— BEGIN Listed entries —

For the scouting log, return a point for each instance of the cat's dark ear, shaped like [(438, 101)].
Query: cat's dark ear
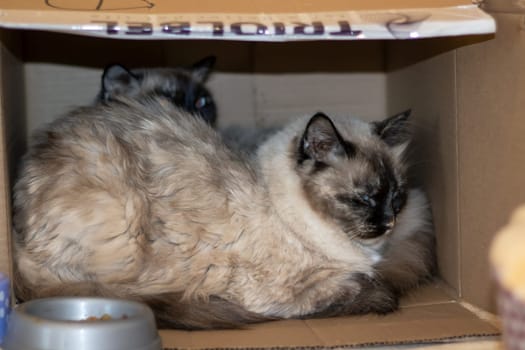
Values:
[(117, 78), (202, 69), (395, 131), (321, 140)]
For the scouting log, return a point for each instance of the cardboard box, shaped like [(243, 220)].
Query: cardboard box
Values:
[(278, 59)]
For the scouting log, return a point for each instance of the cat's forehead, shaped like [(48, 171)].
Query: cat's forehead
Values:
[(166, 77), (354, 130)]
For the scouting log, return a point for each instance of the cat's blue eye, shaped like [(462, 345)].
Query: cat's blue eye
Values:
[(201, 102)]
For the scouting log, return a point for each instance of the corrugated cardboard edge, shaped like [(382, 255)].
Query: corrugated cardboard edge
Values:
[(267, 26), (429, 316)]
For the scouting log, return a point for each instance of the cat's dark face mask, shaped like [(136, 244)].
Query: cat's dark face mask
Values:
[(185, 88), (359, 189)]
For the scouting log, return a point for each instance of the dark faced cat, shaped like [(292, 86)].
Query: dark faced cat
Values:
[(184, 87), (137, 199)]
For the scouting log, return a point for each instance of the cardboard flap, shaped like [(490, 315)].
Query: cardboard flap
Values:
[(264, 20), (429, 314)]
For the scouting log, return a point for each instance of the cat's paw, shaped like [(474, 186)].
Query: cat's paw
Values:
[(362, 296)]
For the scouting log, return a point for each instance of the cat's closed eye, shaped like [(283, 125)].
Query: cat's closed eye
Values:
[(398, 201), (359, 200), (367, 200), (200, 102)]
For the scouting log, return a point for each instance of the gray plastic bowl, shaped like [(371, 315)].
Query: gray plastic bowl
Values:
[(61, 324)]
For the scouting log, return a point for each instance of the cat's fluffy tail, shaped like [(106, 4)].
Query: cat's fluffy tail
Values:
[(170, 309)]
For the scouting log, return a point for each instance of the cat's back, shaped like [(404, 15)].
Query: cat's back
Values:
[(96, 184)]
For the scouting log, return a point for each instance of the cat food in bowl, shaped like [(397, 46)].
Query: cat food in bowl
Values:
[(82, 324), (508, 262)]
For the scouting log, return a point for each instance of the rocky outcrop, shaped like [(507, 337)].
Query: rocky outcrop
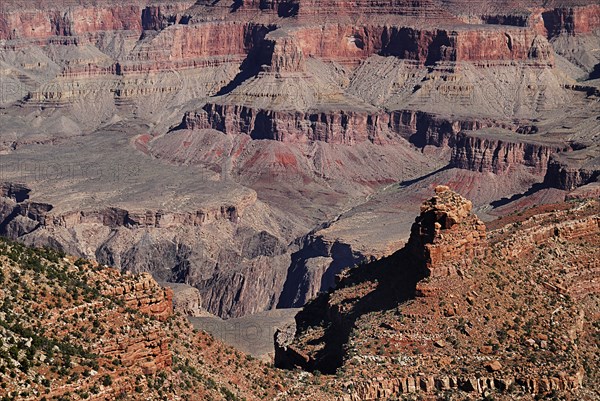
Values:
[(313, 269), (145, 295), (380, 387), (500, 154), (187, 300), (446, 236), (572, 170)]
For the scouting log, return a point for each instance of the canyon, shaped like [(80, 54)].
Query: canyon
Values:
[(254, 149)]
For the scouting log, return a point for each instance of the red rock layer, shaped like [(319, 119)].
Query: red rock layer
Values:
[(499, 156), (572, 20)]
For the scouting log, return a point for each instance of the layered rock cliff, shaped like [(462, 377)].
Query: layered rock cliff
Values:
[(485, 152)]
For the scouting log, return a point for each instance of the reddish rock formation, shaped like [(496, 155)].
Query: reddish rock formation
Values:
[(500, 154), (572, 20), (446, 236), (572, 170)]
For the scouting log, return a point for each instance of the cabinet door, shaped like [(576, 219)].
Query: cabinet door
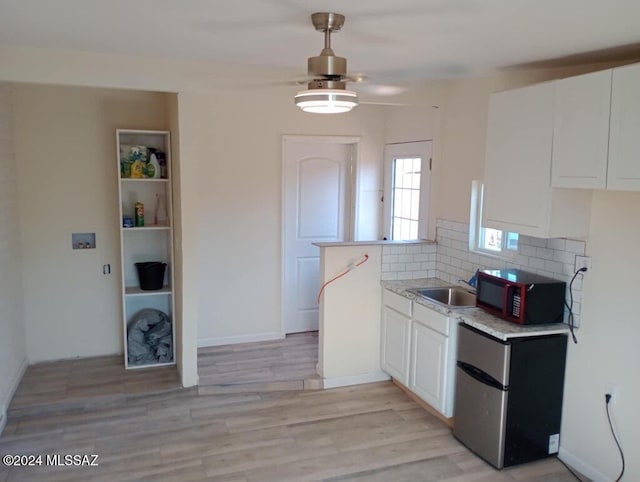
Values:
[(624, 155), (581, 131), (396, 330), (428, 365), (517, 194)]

— END Listed entries —

▸ **Directive**
Multiply by 1.4 every point coordinate in the answers for the lines from the start of the lines through the one containing "[(166, 77), (354, 130)]", both ends included, and round each result to a whole number with halves rounded up. Rewrite those lines with all other text unchanged, and leave the pictures out.

▸ **Final result**
For the scouting log, return a point for each instance of the cat's dark ear, shaped like [(438, 101)].
Query: cat's dark ear
Values:
[(164, 109), (283, 97), (553, 183), (449, 196)]
For the scouting log, return a point for each instance of the cardboard box, shaped like [(243, 220)].
Query: cardboard box
Values:
[(389, 83)]
For the scouting log, return a point for each instance of the cat's forehead, shaped like [(48, 171)].
Query: cat's forehead
Values:
[(232, 108), (496, 182)]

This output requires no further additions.